Work item:
Can you rewrite everything from the first of these lines down to the line containing "negative clicks: (194, 316) (584, 316)", replacing "clicks" with "points" and changing nothing else? Leave the pictures out of your answer.

The data:
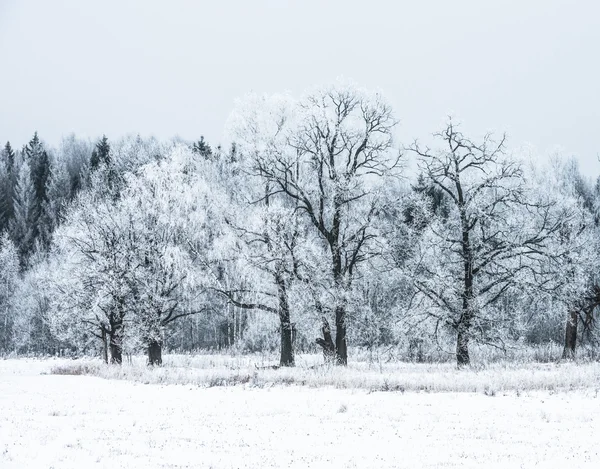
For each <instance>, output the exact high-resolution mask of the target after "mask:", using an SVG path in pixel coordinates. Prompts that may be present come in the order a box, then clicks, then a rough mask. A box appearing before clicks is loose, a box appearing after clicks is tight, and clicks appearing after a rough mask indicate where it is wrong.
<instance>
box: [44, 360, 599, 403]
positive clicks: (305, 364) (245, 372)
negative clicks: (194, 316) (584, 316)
mask: <svg viewBox="0 0 600 469" xmlns="http://www.w3.org/2000/svg"><path fill="white" fill-rule="evenodd" d="M298 358H299V363H298V366H297V367H296V368H279V369H272V368H264V367H259V366H258V364H259V363H261V360H262V359H261V358H258V357H253V356H247V357H227V356H223V355H199V356H194V357H191V356H182V355H167V356H165V363H164V365H163V366H162V367H158V368H156V367H155V368H149V367H147V366H146V364H145V361H144V358H143V357H134V359H133V360H132V363H131V364H123V365H122V366H110V365H105V364H103V363H102V362H100V361H99V360H90V361H85V360H75V361H68V362H67V361H65V362H62V361H61V362H60V364H56V365H55V366H54V367H53V368H52V373H53V374H86V375H91V376H97V377H101V378H105V379H108V380H127V381H136V382H141V383H146V384H185V385H194V386H200V387H206V388H210V387H218V386H244V387H250V388H253V387H255V388H267V387H272V386H304V387H308V388H321V387H332V388H337V389H358V390H365V391H370V392H380V391H381V392H398V393H403V392H407V391H408V392H410V391H412V392H415V391H417V392H419V391H424V392H476V393H483V394H486V395H489V396H494V395H496V394H497V393H500V392H509V391H510V392H521V391H533V390H545V391H551V392H554V391H564V390H571V389H597V388H600V363H598V362H589V363H571V362H561V363H527V364H523V363H521V364H516V363H506V362H505V363H492V364H489V365H487V366H479V367H472V368H467V369H457V367H456V365H454V364H451V363H439V364H433V363H430V364H413V363H379V364H374V363H369V362H367V361H365V362H351V363H350V364H349V365H348V366H347V367H337V366H327V365H321V364H319V360H320V359H321V357H320V356H319V355H307V356H303V355H301V356H299V357H298Z"/></svg>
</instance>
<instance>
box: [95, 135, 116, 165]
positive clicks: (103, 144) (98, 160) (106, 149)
mask: <svg viewBox="0 0 600 469" xmlns="http://www.w3.org/2000/svg"><path fill="white" fill-rule="evenodd" d="M110 161H111V159H110V144H109V143H108V138H106V135H102V138H101V139H100V141H99V142H98V143H96V148H95V149H94V151H93V152H92V157H91V158H90V168H91V170H92V171H94V170H96V169H98V167H99V166H100V165H105V166H108V165H109V164H110Z"/></svg>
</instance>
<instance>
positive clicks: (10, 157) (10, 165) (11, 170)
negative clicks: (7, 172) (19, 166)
mask: <svg viewBox="0 0 600 469" xmlns="http://www.w3.org/2000/svg"><path fill="white" fill-rule="evenodd" d="M0 154H1V155H2V161H4V162H5V164H6V167H7V168H8V171H9V172H12V171H13V169H14V167H15V151H14V150H13V149H12V147H11V145H10V142H6V145H4V149H3V150H2V151H1V152H0Z"/></svg>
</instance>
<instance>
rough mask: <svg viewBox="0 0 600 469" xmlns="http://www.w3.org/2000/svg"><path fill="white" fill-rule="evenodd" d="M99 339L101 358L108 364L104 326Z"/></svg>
mask: <svg viewBox="0 0 600 469" xmlns="http://www.w3.org/2000/svg"><path fill="white" fill-rule="evenodd" d="M101 340H102V359H103V360H104V363H106V364H108V342H107V337H106V329H105V328H104V327H102V333H101Z"/></svg>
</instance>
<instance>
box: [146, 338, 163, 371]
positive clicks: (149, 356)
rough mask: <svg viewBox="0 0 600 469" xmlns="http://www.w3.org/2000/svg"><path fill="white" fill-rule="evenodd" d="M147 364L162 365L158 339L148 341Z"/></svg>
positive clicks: (161, 351) (151, 364)
mask: <svg viewBox="0 0 600 469" xmlns="http://www.w3.org/2000/svg"><path fill="white" fill-rule="evenodd" d="M148 365H149V366H161V365H162V344H161V343H160V341H158V340H151V341H150V342H149V343H148Z"/></svg>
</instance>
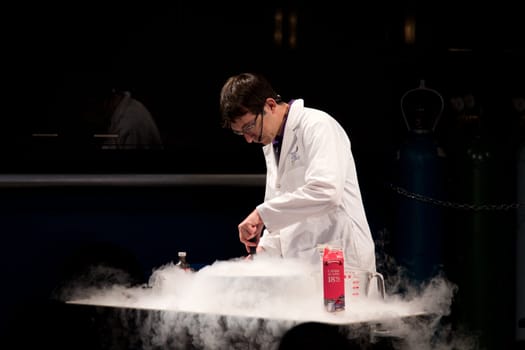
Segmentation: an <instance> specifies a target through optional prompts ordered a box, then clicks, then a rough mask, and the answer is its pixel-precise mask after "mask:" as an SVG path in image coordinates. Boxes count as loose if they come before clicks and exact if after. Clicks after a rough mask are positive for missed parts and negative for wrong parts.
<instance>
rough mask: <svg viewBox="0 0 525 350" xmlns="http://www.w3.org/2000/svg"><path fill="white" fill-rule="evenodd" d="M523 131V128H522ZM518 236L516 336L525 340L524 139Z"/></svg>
mask: <svg viewBox="0 0 525 350" xmlns="http://www.w3.org/2000/svg"><path fill="white" fill-rule="evenodd" d="M523 130H524V131H525V128H524V129H523ZM517 198H518V203H520V204H521V206H520V207H519V208H518V215H517V218H518V220H517V224H518V235H517V236H518V237H517V245H516V248H517V249H516V257H517V259H516V274H517V275H516V280H517V283H516V286H517V289H516V297H517V298H516V299H517V300H516V301H517V303H516V304H517V308H516V310H517V313H516V327H517V328H516V338H517V340H518V341H521V342H525V141H524V142H523V143H522V144H521V147H520V148H519V151H518V159H517Z"/></svg>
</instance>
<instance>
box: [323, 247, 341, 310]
mask: <svg viewBox="0 0 525 350" xmlns="http://www.w3.org/2000/svg"><path fill="white" fill-rule="evenodd" d="M323 290H324V305H325V308H326V310H327V311H329V312H335V311H342V310H344V309H345V264H344V255H343V250H342V249H340V248H325V249H324V252H323Z"/></svg>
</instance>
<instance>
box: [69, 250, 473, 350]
mask: <svg viewBox="0 0 525 350" xmlns="http://www.w3.org/2000/svg"><path fill="white" fill-rule="evenodd" d="M87 290H88V291H89V292H86V291H87ZM455 291H456V287H455V286H454V285H453V284H452V283H450V282H449V281H448V280H447V279H446V278H444V277H443V276H437V277H436V278H434V279H432V280H431V281H430V282H429V283H427V284H426V285H423V286H418V288H414V290H413V291H411V292H410V293H405V294H404V295H398V294H388V293H387V295H386V297H385V299H382V298H379V297H377V295H376V296H374V297H371V298H369V299H365V300H362V299H355V298H353V297H352V296H349V295H348V294H347V297H346V309H345V310H344V311H342V312H337V313H329V312H327V311H325V308H324V305H323V295H322V276H321V271H320V266H319V269H317V268H313V267H312V266H310V265H305V264H304V263H302V262H300V261H296V260H293V259H286V260H285V259H278V258H271V257H265V256H263V255H260V256H256V257H255V258H254V259H253V260H244V259H241V258H239V259H232V260H228V261H217V262H215V263H213V264H211V265H208V266H206V267H204V268H202V269H201V270H199V271H196V272H189V271H184V270H181V269H179V268H178V267H176V266H175V265H174V264H173V263H169V264H166V265H164V266H161V267H159V268H158V269H156V270H155V271H153V273H152V275H151V276H150V279H149V282H148V283H147V285H144V286H138V287H129V286H124V285H118V284H114V285H109V286H106V287H100V286H98V287H97V288H90V289H86V286H85V285H82V288H80V289H79V290H78V291H77V292H74V293H71V292H70V293H68V297H69V299H68V300H67V302H68V303H70V304H81V305H93V306H103V307H109V309H110V310H112V311H113V312H112V313H108V315H110V316H109V317H108V319H106V321H105V322H107V323H108V324H112V325H113V326H112V327H108V328H111V329H113V331H114V332H117V330H118V331H119V332H124V331H123V329H126V327H127V328H129V329H132V330H133V331H129V333H130V334H128V335H127V340H126V341H129V342H136V343H138V344H141V348H143V349H158V348H159V347H162V348H197V349H246V348H251V349H279V346H280V344H281V340H282V339H283V336H285V335H286V334H287V332H289V331H290V330H291V329H293V328H294V327H296V326H298V325H301V324H305V323H312V322H313V323H318V324H324V325H333V326H334V327H337V328H338V329H339V330H340V333H341V335H342V336H344V337H348V338H351V339H356V337H357V338H359V337H361V338H363V337H364V339H367V341H370V342H374V341H379V340H381V339H399V341H398V342H393V345H394V346H395V348H396V349H399V350H411V349H418V350H425V349H439V350H446V349H450V350H452V349H474V348H475V347H474V346H475V341H474V340H473V339H471V338H469V337H467V336H465V335H461V336H451V335H452V332H453V330H451V329H450V327H449V326H448V325H446V324H444V323H443V322H442V317H443V316H447V315H449V314H450V307H451V304H452V300H453V297H454V294H455ZM88 294H89V295H88ZM455 335H457V334H455ZM112 338H119V337H116V336H115V335H114V334H113V336H107V337H105V339H107V341H111V339H112ZM119 339H121V337H120V338H119ZM120 341H121V340H120Z"/></svg>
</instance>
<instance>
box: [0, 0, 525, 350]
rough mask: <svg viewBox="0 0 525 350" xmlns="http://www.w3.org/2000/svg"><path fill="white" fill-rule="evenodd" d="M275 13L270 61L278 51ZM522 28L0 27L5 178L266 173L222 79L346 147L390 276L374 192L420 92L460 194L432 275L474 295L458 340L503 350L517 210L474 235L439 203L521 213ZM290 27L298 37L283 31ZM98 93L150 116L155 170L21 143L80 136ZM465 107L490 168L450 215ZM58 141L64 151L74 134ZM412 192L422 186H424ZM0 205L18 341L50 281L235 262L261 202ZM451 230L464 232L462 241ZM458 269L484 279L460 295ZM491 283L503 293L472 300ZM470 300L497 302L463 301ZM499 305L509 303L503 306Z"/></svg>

Result for this exercise:
For each <instance>, output the exact high-resolution mask of the target after "mask:", using an SVG path in pixel coordinates. Prompts that may be present come in the order a box, then points, then a rough mask. A box appearing before points is loose, a box appearing after points is tight, and points appearing after a rough mask indicate where it is wrong.
<instance>
box: [44, 360, 599, 403]
positive points: (305, 364) (245, 372)
negative points: (194, 316) (584, 316)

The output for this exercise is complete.